Segment Start: Excerpted passage

Skip to main content

Get exact structure out of any language models with regular expressions.

Project description

ReLLM

Regular Expressions for Language Model Completions.

Some people, when confronted with a problem, think “I know, I'll use regular expressions.” Now they have two problems.

Exact structure out of any language model completion with regular expressions.

Return specific syntactic structure (e.g. JSON or XML), or specific semantic structure (e.g. a date or a number), or even complete templates (e.g. a sentence with a blank to fill in).

How does it work? ReLLM filters non-matching tokens pre-generation. For each token, ReLLM tests every possible completion against a partial regex. For the potential completions that do not match the pattern, ReLLM masks the logits so that the language model does not generate them.

Installation

pip install rellm

The preliminary results are interesting -- even for small models, constraining the token space with ReLLM can improve the quality of the completions. Not to mention the ability to more easily parse the output programmatically. Take a look at some of the examples.

import regex
from transformers import AutoModelForCausalLM, AutoTokenizer

from rellm import complete_re

model = AutoModelForCausalLM.from_pretrained("gpt2")
tokenizer = AutoTokenizer.from_pretrained("gpt2")

prompt = "ReLLM, the best way to get structured data out of LLMs, is an acronym for "

Segment End: Excerpted passage
Segment Start: Entries provided

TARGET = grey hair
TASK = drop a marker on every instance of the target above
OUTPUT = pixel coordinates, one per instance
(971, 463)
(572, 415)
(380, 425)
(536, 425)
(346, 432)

Segment End: Entries provided

• _Exercise tasks_
- A) Based on the ReLLM page, decide whether each statement agrees with it: (i) ReLLM removes non-matching tokens after the model generates them; (ii) the package is installed with the command pip install rellm; (iii) constraining the token space is said to help only large models. Answer yes or no for each, quoting the words of the page that settle it.
- B) Reproduce word for word the part of the ReLLM page that opens with the words containing "Regular Expressions for" and closes with "not generate them.".

• _Your responses_
- A)
(i) No: "ReLLM filters non-matching tokens pre-generation."
(ii) Yes: "pip install rellm"
(iii) No: "even for small models, constraining the token space with ReLLM can improve the quality of the completions."

- B)
Regular Expressions for Language Model Completions.

Some people, when confronted with a problem, think “I know, I'll use regular expressions.” Now they have two problems.

Exact structure out of any language model completion with regular expressions.

Return specific syntactic structure (e.g. JSON or XML), or specific semantic structure (e.g. a date or a number), or even complete templates (e.g. a sentence with a blank to fill in).

How does it work? ReLLM filters non-matching tokens pre-generation. For each token, ReLLM tests every possible completion against a partial regex. For the potential completions that do not match the pattern, ReLLM masks the logits so that the language model does not generate them.